## [Document section]
Print

Print


Hi Edward,

We're currently using the warc-tools library for WARC creation. It's written in Python, but there are a few pre-built utilities that come with the package that might suit your needs?

http://code.hanzoarchives.com/warc-tools

-Kurt
________________________________________
From: Code for Libraries [[log in to unmask]] on behalf of Edward M. Corrado [[log in to unmask]]
Sent: Wednesday, November 23, 2011 5:30 PM
To: [log in to unmask]
Subject: [CODE4LIB] Web archiving and WARC

Hello All,

I need to harvest a few Web sites in order to preserve them. I'd
really like to preserve them using the WARC file format [1] since it
is a standard for digital preservation. I looked at I looked at Web
Curator Tool (WCT) and Heritrix and they seem to be good at what they
do but are built to work on a much larger scale then what I'd like to
do -- and that comes with a cost of increased complexity. Tools like
wget are simple to use and can easily be scripted to accomplish my
limited task, except the standard wget and similar tools I am familiar
with do not support WARC. Also, I haven't been able to find a tool
that can convert zipped files created with wget to WARC.

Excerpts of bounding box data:
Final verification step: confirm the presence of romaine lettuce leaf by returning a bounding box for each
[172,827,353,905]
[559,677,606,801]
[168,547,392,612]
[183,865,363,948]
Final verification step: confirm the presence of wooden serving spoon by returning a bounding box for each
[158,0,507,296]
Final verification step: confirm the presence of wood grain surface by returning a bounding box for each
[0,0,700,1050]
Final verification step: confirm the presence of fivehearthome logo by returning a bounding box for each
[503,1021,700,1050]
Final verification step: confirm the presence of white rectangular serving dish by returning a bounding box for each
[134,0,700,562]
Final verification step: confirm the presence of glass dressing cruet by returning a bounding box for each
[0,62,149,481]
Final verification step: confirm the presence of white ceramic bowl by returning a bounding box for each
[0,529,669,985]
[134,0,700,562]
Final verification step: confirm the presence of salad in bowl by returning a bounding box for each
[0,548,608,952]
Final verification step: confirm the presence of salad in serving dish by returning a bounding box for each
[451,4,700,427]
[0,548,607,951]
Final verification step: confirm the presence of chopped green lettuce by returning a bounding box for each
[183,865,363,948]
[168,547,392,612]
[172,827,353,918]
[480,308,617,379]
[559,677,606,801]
==
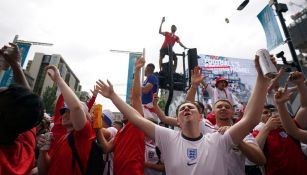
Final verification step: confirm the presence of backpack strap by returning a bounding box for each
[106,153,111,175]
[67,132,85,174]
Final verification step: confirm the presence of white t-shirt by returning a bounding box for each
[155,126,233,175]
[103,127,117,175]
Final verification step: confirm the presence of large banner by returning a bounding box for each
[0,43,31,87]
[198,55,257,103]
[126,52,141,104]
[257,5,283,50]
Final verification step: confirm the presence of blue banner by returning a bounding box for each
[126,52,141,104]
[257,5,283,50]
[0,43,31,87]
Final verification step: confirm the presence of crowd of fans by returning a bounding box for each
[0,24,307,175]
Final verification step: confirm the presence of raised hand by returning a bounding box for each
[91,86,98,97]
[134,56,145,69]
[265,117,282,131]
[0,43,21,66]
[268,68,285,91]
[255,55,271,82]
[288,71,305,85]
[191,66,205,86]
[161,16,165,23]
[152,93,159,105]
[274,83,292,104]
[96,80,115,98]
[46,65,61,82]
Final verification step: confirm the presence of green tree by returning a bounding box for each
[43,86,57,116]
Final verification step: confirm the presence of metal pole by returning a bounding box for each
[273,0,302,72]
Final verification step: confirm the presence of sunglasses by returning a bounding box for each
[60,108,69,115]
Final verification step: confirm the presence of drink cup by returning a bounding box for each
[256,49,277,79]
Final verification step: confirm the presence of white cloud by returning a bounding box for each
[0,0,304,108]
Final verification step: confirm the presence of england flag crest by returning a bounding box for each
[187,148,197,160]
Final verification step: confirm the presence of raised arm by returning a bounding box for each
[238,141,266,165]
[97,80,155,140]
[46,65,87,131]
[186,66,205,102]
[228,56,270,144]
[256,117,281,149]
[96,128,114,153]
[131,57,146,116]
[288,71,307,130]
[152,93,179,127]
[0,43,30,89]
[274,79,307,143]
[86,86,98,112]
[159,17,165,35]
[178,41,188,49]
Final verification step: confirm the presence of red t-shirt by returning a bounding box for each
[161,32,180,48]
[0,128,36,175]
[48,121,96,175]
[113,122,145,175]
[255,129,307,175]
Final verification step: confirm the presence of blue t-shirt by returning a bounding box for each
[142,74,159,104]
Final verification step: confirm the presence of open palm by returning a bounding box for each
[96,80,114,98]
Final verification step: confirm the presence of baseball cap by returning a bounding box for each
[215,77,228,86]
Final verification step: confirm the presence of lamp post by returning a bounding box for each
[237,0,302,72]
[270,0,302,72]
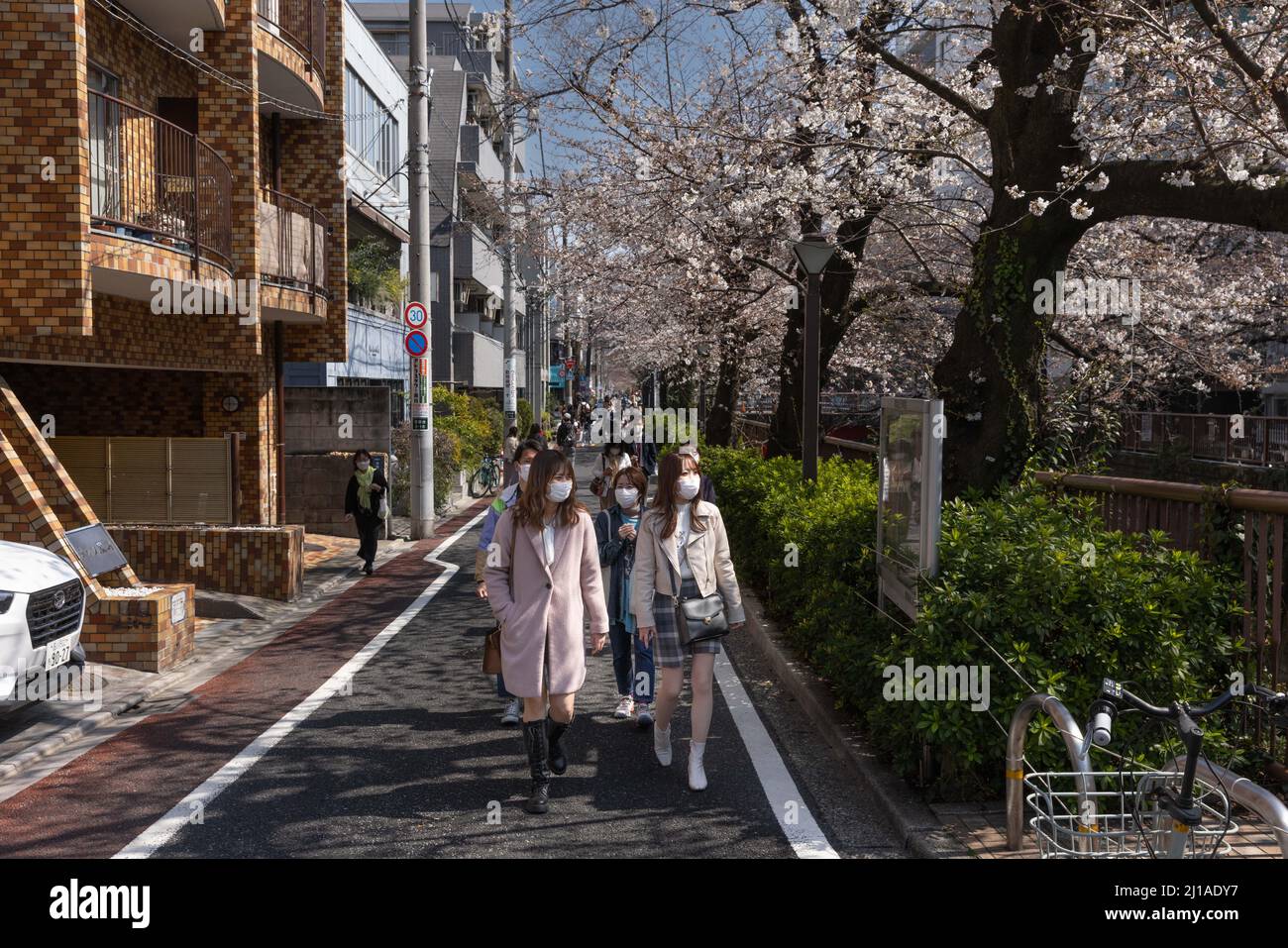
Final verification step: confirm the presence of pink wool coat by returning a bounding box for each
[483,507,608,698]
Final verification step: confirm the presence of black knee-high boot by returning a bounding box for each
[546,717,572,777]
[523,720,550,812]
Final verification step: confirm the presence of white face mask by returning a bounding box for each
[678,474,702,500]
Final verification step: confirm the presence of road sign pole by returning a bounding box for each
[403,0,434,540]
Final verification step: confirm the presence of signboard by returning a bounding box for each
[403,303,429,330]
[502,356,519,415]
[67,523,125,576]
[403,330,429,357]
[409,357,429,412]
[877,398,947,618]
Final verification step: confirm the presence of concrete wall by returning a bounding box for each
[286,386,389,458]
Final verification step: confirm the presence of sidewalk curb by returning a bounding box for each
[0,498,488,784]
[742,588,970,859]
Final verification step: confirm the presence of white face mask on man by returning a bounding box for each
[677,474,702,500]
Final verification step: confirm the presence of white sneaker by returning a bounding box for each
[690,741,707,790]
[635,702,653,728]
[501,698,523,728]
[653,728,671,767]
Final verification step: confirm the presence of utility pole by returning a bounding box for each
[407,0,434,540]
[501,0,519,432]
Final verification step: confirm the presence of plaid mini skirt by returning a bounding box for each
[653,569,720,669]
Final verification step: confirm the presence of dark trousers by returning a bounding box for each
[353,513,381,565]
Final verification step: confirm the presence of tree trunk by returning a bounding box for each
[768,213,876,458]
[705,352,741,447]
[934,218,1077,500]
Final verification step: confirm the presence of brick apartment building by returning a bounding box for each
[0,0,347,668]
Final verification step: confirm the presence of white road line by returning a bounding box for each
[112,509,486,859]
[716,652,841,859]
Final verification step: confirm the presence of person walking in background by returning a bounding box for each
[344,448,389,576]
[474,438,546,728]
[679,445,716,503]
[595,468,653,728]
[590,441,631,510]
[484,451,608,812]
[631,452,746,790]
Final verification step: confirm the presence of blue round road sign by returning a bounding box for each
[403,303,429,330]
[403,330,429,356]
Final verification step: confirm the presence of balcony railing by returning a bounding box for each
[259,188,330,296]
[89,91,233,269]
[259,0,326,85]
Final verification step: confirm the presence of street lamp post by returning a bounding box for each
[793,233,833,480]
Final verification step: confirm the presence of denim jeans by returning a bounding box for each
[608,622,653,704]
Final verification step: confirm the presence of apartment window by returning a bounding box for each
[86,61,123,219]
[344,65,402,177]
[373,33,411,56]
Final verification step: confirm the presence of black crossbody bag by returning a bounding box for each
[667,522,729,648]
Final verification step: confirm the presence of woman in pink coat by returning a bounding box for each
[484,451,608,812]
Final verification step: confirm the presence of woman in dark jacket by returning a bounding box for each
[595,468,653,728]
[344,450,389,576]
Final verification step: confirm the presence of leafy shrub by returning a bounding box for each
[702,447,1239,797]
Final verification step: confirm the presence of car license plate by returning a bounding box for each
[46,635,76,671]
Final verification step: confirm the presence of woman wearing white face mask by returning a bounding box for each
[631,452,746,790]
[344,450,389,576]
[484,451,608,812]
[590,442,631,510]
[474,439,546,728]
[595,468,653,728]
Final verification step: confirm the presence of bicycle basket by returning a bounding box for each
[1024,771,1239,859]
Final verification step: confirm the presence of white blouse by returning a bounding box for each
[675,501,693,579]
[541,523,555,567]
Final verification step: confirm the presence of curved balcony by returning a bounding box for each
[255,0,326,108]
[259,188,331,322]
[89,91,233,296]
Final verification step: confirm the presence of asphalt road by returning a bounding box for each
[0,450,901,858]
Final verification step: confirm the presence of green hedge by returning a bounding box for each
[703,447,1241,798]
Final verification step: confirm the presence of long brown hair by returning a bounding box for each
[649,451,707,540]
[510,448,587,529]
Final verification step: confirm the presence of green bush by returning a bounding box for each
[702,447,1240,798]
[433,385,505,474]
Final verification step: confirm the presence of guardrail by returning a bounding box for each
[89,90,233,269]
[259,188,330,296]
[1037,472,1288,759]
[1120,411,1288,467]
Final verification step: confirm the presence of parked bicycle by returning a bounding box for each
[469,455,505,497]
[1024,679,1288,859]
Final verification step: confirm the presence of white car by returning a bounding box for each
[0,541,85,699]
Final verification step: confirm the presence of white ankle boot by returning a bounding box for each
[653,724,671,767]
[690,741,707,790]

## [Written problem]
Continue the mailing list thread about web archiving and WARC from the point where it stops.

## [Result]
I did find a version of wget with warc support built in [1] from the
Archive Team so that may be my solution, but compile software with
"dirty" written into the name of the zip file is maybe not the best
longterm solution. Does anyone know of any other simples tool to
create a WARC file (either from harvesting or converting a wget or
similar mirror/archive)?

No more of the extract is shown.